**PROBLEM REQUIREMENTS**
Copy out all the entries below, changing every "photo" to "image" and keeping everything else the same. Leave the pictures out of your copy.

Collected data entries:
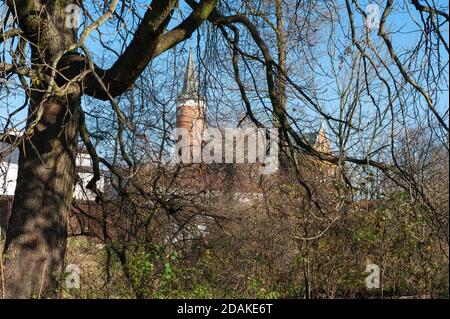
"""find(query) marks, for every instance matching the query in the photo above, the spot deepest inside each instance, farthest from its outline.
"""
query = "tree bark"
(37, 232)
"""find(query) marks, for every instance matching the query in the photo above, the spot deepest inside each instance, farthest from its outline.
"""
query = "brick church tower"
(191, 106)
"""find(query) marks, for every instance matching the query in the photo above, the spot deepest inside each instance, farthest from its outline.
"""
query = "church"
(240, 179)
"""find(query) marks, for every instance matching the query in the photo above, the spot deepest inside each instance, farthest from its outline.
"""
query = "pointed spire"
(190, 83)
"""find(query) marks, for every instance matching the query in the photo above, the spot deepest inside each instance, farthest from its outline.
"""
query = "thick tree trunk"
(37, 232)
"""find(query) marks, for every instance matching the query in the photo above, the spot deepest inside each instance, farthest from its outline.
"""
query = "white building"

**WRITTEN REPLY**
"""find(query) marks, for every instance matching the query in the image above, the spot deepest inside each instance, farthest from its outline.
"""
query = "tree bark"
(37, 232)
"""find(query) marks, for every instance matching the query in the image above, the spot deepest inside each instance, farthest from its outline.
"""
query = "brick church tower"
(191, 106)
"""find(query) marks, for every instance matching the query in the image above, the spot deepest inside each instance, farthest from its outline.
"""
query = "church"
(240, 179)
"""find(query) marks, for every instance matching the query in the image above, the spot deepest inside each instance, farthest from its outline.
"""
query = "pointed spire"
(190, 83)
"""find(query) marks, for every instance matching the query in the image above, the spot deepest inside each instance, farthest from its outline.
"""
query = "thick tree trunk"
(37, 232)
"""find(query) marks, for every instance matching the query in the image above, the spot deepest inside each instance, farthest from its outline.
"""
query = "white building"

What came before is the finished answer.